= Given exercise =
Reproduce, character for character, the lines of the entries below from the line containing "If you could pick out the wood piece" through the end of the entries, both ends included.

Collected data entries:
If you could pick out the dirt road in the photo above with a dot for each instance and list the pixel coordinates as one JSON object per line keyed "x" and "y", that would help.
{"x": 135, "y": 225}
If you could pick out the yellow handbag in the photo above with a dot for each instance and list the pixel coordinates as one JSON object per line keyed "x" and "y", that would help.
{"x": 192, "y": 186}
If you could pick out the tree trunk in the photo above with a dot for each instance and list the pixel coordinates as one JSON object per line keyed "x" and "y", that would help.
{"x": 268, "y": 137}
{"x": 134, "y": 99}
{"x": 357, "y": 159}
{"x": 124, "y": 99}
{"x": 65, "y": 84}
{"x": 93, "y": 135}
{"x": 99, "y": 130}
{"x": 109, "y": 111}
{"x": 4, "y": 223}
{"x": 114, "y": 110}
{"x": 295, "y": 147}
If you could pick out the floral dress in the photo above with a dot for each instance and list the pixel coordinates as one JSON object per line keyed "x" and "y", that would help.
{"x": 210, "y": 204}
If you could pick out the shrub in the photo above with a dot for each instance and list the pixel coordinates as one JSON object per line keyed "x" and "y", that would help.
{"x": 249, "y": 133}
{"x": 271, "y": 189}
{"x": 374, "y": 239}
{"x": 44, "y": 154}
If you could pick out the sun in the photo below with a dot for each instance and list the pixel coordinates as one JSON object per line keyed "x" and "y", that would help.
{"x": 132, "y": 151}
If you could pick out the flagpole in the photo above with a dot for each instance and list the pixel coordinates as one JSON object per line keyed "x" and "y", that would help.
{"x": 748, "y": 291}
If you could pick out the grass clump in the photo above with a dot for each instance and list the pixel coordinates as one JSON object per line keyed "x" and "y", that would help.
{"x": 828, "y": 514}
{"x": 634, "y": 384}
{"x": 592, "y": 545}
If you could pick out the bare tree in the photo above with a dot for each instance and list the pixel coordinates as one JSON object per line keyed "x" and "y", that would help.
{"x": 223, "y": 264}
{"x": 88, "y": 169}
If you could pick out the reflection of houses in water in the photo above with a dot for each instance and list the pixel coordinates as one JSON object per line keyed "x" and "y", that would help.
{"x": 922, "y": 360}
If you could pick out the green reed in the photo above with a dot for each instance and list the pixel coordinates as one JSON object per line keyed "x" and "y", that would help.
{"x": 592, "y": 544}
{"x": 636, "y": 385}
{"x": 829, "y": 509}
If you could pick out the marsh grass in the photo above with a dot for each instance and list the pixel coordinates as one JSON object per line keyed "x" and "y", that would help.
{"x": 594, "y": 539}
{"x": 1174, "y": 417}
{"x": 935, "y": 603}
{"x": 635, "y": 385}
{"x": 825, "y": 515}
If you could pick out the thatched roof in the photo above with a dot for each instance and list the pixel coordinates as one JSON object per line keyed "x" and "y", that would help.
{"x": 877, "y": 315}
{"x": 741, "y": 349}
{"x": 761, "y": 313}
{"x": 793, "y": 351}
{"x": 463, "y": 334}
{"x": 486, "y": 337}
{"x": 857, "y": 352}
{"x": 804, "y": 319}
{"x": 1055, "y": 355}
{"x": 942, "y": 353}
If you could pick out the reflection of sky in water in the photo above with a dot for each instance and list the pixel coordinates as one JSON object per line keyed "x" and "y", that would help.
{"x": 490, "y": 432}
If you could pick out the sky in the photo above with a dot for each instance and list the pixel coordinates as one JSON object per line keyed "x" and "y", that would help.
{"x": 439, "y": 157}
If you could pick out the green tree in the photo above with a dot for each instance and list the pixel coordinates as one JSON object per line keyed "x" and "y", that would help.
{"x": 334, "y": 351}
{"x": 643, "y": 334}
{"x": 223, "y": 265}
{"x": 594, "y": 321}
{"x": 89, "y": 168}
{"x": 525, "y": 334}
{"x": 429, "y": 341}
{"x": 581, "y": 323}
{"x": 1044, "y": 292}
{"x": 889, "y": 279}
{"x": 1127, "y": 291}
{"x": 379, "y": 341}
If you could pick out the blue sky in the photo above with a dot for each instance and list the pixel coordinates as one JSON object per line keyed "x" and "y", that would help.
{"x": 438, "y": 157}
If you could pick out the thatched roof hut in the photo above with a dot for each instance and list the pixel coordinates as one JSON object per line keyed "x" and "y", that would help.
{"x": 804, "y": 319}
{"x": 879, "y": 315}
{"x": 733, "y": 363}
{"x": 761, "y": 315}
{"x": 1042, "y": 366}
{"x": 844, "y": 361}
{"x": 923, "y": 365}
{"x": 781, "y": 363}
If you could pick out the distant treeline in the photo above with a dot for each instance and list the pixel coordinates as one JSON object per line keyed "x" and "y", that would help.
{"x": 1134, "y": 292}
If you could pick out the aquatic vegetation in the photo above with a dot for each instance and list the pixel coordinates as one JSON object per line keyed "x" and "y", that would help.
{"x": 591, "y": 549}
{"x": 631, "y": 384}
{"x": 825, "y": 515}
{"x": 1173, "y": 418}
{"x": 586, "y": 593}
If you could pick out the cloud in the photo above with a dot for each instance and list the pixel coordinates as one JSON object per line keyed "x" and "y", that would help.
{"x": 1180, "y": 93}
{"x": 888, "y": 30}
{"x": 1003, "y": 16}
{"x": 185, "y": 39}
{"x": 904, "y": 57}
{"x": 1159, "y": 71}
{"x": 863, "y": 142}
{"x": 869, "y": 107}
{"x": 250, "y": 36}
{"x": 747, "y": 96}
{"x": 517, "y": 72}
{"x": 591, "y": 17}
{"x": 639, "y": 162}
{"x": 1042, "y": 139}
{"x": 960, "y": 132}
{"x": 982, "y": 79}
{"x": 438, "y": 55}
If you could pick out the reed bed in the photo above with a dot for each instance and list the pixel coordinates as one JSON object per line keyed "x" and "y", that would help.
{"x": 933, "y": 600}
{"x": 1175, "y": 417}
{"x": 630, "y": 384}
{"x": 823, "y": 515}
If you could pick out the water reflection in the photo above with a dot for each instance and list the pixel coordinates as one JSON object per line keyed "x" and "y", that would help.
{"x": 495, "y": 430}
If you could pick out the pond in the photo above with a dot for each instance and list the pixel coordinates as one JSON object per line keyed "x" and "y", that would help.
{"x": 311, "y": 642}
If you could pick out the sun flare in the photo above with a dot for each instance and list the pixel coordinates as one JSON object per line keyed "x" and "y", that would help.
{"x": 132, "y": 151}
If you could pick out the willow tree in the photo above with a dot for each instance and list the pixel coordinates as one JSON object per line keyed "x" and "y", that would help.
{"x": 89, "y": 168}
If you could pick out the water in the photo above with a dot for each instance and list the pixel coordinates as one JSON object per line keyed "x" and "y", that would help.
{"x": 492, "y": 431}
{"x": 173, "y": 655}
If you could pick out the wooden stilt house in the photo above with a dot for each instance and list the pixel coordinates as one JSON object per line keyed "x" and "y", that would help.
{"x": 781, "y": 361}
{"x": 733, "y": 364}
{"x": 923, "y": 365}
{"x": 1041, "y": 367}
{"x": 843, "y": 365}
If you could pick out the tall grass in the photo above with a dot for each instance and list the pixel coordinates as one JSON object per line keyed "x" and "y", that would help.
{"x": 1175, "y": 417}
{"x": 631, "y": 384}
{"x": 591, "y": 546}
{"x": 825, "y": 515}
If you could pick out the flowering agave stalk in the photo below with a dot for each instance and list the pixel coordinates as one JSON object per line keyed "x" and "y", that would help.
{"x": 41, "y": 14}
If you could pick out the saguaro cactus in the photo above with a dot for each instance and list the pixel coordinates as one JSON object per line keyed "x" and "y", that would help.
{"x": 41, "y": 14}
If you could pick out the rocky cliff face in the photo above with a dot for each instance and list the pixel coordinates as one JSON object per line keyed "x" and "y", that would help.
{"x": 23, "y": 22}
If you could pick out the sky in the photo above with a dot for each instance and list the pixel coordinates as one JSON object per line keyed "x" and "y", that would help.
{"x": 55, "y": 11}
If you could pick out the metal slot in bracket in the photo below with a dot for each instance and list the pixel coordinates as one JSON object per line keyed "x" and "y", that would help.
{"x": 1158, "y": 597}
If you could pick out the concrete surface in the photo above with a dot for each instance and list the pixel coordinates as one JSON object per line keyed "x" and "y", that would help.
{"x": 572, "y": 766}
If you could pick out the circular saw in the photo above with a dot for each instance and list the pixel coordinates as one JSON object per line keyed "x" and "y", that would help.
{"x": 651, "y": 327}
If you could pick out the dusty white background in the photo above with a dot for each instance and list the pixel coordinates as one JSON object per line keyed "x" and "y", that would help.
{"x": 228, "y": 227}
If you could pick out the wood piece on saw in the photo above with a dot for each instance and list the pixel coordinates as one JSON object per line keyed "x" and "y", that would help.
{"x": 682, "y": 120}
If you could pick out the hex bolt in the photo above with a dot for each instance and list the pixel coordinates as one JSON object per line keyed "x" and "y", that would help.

= Result =
If you could pick out the wood piece on saw in the photo above with a dot for each instance and list the pixel coordinates as one JSON object per line keyed "x" and "y", that would help.
{"x": 682, "y": 120}
If you could pick out the hex bolt in the photo above with a dot for each instance and list the pixel coordinates as one JSON object per line keyed "x" and "y", that would help.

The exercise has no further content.